[Detection annotation records]

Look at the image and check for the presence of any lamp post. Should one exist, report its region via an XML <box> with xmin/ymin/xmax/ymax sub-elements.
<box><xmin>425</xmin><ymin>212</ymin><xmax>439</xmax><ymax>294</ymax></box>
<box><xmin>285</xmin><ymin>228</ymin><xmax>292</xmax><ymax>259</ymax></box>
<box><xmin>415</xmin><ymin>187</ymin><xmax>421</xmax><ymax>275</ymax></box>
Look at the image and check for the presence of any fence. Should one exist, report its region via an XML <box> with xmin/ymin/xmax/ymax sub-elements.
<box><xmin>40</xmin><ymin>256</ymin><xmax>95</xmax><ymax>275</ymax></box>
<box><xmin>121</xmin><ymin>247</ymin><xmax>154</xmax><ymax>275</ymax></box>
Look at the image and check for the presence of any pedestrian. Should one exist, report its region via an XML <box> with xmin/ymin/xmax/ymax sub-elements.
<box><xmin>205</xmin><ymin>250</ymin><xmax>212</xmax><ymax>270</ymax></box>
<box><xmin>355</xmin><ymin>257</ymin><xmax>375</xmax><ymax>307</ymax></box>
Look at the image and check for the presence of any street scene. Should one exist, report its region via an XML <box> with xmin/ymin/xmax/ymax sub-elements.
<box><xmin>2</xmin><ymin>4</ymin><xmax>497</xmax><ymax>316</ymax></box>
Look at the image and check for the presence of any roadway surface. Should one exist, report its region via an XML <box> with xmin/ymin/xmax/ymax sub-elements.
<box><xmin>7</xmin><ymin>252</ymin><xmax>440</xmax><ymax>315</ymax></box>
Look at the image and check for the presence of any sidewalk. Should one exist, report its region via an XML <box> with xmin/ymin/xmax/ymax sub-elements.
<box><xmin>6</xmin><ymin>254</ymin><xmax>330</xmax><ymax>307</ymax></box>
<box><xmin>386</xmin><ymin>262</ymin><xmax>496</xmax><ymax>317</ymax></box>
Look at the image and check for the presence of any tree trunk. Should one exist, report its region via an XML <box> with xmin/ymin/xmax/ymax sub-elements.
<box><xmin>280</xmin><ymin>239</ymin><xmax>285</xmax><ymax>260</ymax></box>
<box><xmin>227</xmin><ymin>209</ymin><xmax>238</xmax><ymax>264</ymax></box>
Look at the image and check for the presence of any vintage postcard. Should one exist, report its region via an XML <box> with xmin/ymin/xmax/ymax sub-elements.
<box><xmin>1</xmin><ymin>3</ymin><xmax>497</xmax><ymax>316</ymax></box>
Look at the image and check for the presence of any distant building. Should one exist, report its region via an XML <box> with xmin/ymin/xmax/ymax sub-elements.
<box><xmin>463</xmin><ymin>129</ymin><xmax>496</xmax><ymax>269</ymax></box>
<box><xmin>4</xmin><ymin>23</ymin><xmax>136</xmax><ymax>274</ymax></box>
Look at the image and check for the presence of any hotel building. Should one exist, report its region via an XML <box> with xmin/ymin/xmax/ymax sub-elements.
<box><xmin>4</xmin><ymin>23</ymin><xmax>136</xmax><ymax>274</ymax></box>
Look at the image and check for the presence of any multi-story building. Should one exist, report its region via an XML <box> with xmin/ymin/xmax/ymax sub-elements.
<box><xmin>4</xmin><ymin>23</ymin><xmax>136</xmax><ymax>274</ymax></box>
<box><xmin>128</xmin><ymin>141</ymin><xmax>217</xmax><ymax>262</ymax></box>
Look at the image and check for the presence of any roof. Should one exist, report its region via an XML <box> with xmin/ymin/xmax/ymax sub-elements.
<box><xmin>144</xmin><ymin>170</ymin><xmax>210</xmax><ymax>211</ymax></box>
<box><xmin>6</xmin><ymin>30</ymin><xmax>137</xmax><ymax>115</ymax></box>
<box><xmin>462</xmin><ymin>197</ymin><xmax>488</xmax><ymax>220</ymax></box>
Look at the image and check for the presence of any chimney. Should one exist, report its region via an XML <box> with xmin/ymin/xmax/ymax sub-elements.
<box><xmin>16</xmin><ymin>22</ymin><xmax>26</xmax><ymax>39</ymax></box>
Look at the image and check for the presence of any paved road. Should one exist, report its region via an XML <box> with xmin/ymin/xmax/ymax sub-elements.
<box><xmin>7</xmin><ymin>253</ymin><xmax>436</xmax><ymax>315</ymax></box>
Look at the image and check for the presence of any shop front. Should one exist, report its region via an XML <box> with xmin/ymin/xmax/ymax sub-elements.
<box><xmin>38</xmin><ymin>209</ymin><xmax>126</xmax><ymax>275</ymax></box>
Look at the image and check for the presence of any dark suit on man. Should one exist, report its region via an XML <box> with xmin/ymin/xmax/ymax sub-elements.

→ **What you need to do**
Find every line in the records that contains the word "building", and copy each one. Match case exactly.

→ **Exercise output**
Look at the image and check for the presence of any distant building. Should one exist, report its region via an XML <box> with xmin/ymin/xmax/ymax sub-elements.
Look at the image and check for the presence of any hotel building. Should one exist, report its region via an XML <box> with xmin/ymin/xmax/ymax sub-elements.
Look at the image and check for the presence of any multi-story building. Should one exist, report its region via an XML <box> with xmin/ymin/xmax/ymax sub-elements.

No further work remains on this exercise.